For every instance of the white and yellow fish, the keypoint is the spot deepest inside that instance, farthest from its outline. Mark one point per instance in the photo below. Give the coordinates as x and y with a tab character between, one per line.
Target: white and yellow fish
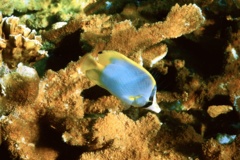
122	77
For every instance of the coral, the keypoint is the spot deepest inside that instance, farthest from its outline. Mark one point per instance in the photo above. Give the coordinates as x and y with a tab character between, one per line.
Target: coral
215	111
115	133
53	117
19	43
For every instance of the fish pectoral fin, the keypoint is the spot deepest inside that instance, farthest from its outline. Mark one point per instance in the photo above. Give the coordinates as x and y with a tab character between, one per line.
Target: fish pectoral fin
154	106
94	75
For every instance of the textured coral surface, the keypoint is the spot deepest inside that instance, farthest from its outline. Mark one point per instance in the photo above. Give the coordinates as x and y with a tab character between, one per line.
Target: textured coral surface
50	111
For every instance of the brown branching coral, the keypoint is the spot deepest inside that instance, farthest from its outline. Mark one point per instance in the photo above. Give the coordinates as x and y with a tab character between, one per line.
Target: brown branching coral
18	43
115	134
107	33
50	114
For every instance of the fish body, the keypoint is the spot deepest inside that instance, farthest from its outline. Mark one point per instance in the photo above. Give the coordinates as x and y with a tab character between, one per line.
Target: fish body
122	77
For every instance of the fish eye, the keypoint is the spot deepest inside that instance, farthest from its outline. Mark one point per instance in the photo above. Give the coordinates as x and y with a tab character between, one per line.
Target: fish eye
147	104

---

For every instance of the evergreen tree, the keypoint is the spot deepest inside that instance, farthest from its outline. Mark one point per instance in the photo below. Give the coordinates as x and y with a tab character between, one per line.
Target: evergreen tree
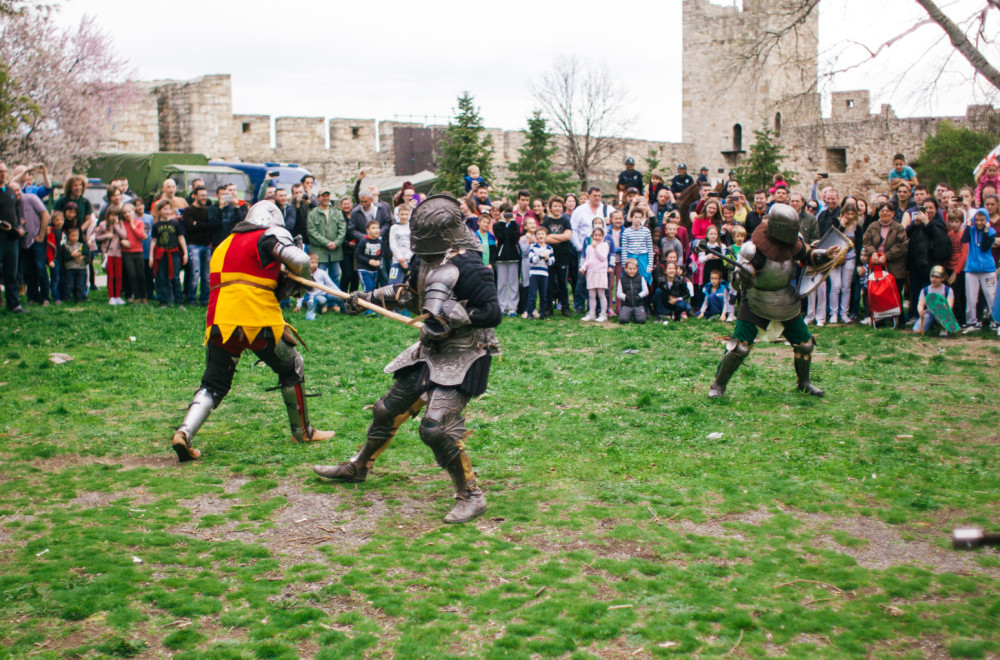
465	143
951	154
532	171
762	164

== WHAT TO PRODUCE ==
Pull out each line of the data above that contains the string "surface". Letter case must match.

== EXERCISE RESULT ==
For every instance of the textured coral surface, the keypoint is the spot deepest inside that instance, farthest from its outline. Mark one point per instance in the photo above. Give the coordinates as x and y with a tab character between, one per line.
Target: textured coral surface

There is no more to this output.